** DIRECTIONS FOR THIS TASK **
Could you print all the entries exactly?
⁂
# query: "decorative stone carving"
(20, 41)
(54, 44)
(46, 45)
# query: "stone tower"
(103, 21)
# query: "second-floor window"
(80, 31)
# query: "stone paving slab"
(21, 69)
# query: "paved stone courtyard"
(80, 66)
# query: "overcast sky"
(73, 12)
⁂
** RESULT **
# query: "decorative stone carving"
(20, 41)
(54, 44)
(46, 45)
# query: "stone tower"
(103, 21)
# query: "second-floor window"
(80, 31)
# query: "stone paving slab"
(21, 69)
# query: "paved stone courtyard"
(80, 66)
# query: "overcast sky"
(73, 12)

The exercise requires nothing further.